Data provided →
***

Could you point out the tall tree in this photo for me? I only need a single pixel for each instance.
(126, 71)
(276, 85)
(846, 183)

***

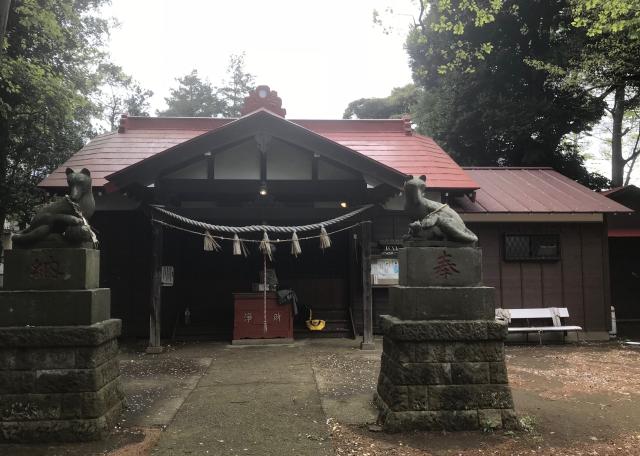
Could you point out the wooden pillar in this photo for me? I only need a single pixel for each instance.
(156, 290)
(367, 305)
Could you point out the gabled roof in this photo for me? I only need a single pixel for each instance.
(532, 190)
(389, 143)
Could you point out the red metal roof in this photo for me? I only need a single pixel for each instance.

***

Work instructions →
Could you reproduce the stretch of rows from the one containing "Could you point out the gabled" through the one containing "Could you point out the red", requests included, shifting every coordinate in the answers by adding -89?

The result →
Could you point out the gabled roof in this photo for me? I only need a single pixel for each instance.
(443, 101)
(300, 54)
Could you point out the red metal roof in this photo for me? I only need a single pixel for each instance.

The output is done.